EXTRACTED TEXT:
Start of Block

US Scientists Create Deadly, Dangerous Flu Virus
Scientists condemn 'crazy, dangerous' creation of deadly airborne flu virus
The Guardian | June 11, 2014
Scientists have created a life-threatening virus that closely resembles the 1918 Spanish flu strain that killed an estimated 50 million people in an experiment labelled as "crazy" by opponents. US researchers said the experiments were crucial for understanding the public health risk posed by viruses currently circulating in wild birds, but critics condemned the studies as dangerous and called on funders to stop the work.
Scientists at the University of Wisconsin-Madison used a technique called reverse genetics to build the virus from fragments of wild bird flu strains. They then mutated the virus to make it airborne to spread more easily from one animal to another.
"The work they are doing is absolutely crazy. The whole thing is exceedingly dangerous," said Lord May, the former president of the Royal Society and one time chief science adviser to the UK government. "Yes, there is a danger, but it's not arising form the viruses out there in the animals, it's arising from the labs of grossly ambitious people."
The freshly made virus – the first of several the team created – was more harmful to mice and ferrets than normal bird flu viruses, but not as dangerous as the 1918 strain. It did not spread between ferrets and none of the animals died. But the scientists went on to mutate the virus, to see what changes could make it spread. Seven mutations later, they had a more dangerous version that spread easily from animal to animal in tiny water droplets, the same way flu spreads in humans.

End of Block

DATASET EXTRACT:
Start of Block

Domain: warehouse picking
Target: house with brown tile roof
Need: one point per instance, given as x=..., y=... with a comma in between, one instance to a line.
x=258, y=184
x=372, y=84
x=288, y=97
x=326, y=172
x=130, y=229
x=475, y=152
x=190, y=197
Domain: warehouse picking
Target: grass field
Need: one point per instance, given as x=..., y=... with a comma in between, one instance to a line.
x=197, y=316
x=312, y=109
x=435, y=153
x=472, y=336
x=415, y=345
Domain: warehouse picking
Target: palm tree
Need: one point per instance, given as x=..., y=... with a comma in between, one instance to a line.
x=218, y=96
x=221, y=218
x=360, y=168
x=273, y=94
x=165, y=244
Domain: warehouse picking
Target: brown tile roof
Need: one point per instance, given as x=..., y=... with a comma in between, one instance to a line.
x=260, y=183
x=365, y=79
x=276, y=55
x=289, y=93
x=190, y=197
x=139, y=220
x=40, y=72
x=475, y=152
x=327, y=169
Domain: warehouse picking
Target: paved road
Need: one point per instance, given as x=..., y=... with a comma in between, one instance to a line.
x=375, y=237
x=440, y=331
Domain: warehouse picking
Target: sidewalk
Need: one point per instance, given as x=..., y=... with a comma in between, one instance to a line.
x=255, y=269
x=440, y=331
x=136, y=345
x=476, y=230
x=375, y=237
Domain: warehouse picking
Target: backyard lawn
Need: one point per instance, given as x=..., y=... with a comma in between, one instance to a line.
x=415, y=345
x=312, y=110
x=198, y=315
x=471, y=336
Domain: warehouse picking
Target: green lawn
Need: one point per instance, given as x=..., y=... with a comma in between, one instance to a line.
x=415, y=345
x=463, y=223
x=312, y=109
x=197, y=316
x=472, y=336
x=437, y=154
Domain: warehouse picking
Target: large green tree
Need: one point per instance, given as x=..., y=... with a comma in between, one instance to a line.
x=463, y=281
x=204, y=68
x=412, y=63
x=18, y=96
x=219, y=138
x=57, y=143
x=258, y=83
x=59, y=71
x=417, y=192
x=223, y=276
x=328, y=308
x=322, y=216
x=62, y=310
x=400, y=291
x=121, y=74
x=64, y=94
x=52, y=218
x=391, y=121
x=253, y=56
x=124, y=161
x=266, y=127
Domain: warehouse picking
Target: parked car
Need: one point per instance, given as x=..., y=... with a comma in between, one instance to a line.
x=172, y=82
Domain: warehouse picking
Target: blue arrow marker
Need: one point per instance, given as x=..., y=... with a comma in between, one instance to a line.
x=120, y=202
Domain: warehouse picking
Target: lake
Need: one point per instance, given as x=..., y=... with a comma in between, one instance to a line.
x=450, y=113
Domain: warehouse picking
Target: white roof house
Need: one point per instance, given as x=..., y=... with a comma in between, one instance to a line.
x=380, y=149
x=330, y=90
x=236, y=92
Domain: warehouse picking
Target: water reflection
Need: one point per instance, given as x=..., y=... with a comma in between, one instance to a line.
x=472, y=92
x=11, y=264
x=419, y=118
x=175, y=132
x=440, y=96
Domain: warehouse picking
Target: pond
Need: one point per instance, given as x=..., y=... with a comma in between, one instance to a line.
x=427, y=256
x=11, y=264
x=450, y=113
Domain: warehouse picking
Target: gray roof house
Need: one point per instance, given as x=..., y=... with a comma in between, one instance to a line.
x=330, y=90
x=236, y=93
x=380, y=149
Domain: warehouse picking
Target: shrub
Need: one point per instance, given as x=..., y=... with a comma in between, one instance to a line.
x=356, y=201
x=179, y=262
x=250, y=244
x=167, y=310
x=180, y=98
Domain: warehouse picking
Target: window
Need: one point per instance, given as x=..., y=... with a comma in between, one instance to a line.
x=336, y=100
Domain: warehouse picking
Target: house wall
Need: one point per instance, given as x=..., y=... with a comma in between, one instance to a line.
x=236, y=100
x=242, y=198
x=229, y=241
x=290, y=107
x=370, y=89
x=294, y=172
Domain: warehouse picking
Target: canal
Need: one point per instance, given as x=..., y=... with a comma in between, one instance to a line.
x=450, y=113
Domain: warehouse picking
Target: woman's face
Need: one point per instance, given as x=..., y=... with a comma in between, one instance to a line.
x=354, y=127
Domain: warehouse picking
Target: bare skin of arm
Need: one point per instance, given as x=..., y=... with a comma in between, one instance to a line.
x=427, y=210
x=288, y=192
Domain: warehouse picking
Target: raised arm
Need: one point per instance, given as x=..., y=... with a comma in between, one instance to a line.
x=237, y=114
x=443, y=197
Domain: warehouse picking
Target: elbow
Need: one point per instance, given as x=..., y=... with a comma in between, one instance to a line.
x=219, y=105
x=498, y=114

End of Block

APPLY WHAT YOU READ:
- 1) Quote the flu virus article word for word, everything from "US Scientists Create" down to "animal to another.".
- 2) According to the flu virus article, why did the scientists keep mutating the virus after creating the first one?
The records were taken from a separate source.

EXERCISE RESPONSES:
- 1)
US Scientists Create Deadly, Dangerous Flu Virus
Scientists condemn 'crazy, dangerous' creation of deadly airborne flu virus
The Guardian | June 11, 2014
Scientists have created a life-threatening virus that closely resembles the 1918 Spanish flu strain that killed an estimated 50 million people in an experiment labelled as "crazy" by opponents. US researchers said the experiments were crucial for understanding the public health risk posed by viruses currently circulating in wild birds, but critics condemned the studies as dangerous and called on funders to stop the work.
Scientists at the University of Wisconsin-Madison used a technique called reverse genetics to build the virus from fragments of wild bird flu strains. They then mutated the virus to make it airborne to spread more easily from one animal to another.

- 2) The first virus did not spread between ferrets. The scientists went on to mutate it to see what changes could make it spread.